# EXERCISE GOAL:
Each record must be reproduced exactly as it is shown.

# Spatial localization data:
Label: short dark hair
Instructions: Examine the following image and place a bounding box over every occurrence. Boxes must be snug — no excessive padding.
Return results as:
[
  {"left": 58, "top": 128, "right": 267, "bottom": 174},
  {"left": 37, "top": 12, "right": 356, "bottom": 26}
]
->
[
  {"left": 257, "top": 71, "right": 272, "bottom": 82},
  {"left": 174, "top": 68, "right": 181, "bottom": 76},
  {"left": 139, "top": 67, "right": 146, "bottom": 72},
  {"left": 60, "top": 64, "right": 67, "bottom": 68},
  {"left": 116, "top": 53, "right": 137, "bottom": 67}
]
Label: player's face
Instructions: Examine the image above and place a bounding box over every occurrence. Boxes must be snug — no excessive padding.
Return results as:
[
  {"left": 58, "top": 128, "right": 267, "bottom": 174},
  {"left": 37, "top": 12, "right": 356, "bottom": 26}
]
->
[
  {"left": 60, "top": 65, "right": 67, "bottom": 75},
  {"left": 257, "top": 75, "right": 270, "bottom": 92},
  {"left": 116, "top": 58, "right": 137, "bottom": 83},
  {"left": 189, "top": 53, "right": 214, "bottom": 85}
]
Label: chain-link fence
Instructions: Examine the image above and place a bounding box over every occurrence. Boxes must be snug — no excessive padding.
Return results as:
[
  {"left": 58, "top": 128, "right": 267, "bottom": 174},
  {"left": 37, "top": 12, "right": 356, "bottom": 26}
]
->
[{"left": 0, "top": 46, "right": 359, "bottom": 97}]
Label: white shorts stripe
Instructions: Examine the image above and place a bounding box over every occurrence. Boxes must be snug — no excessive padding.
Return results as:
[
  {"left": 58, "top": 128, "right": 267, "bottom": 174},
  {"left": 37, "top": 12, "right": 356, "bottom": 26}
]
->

# PROBLEM SOLUTION:
Label: short dark hair
Instructions: Examine the following image and place a bounding box over every occurrence. Boxes must be snug — no excessive padding.
Return results as:
[
  {"left": 58, "top": 128, "right": 267, "bottom": 174},
  {"left": 37, "top": 12, "right": 356, "bottom": 26}
]
->
[
  {"left": 257, "top": 71, "right": 272, "bottom": 82},
  {"left": 174, "top": 68, "right": 181, "bottom": 76},
  {"left": 139, "top": 67, "right": 146, "bottom": 72},
  {"left": 60, "top": 64, "right": 67, "bottom": 68},
  {"left": 116, "top": 53, "right": 137, "bottom": 67}
]
Label: player's face
Instructions: Examine the image above and place a bounding box over every occurrence. Boxes must be snug — no excessive padding.
Return results as:
[
  {"left": 58, "top": 128, "right": 267, "bottom": 174},
  {"left": 37, "top": 12, "right": 356, "bottom": 26}
]
->
[
  {"left": 60, "top": 65, "right": 67, "bottom": 75},
  {"left": 257, "top": 75, "right": 270, "bottom": 92},
  {"left": 116, "top": 58, "right": 137, "bottom": 83},
  {"left": 189, "top": 53, "right": 214, "bottom": 85}
]
Label: chain-link fence
Instructions: Examine the image above and place a bounding box over every occurrence. Boxes must be snug — no excessive padding.
Return results as:
[
  {"left": 58, "top": 128, "right": 267, "bottom": 174},
  {"left": 37, "top": 12, "right": 356, "bottom": 26}
]
->
[{"left": 0, "top": 46, "right": 359, "bottom": 97}]
Label: white shorts stripe
Instructions: Examine the image above and place a bounding box over every occurrence. Boxes must be snug — no excessive padding.
Return results as:
[
  {"left": 58, "top": 128, "right": 267, "bottom": 174},
  {"left": 37, "top": 12, "right": 356, "bottom": 26}
]
->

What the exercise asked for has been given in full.